PROBLEM REQUIREMENTS: Below are entries; count each line that holds the word "tree" and report the number without any other words.

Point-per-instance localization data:
═══
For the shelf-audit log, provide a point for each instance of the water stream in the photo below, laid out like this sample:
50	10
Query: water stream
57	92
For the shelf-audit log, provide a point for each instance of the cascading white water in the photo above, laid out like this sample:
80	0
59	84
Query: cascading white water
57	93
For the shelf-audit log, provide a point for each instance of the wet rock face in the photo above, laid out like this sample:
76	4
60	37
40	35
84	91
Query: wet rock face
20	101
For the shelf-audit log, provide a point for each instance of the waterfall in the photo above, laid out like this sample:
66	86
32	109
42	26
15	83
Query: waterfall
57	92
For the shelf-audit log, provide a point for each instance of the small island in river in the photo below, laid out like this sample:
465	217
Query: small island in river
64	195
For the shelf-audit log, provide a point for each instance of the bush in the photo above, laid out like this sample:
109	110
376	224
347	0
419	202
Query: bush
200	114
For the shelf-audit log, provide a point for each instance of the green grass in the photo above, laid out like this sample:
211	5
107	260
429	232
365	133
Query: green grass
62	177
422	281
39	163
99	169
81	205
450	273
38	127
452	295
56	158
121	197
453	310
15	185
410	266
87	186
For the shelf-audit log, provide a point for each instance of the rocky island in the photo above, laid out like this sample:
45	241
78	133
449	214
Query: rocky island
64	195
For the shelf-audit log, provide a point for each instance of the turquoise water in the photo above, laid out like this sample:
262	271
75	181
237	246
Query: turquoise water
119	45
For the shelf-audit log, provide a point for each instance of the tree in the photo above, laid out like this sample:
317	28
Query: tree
═══
RESPONSE TO THE TASK: 2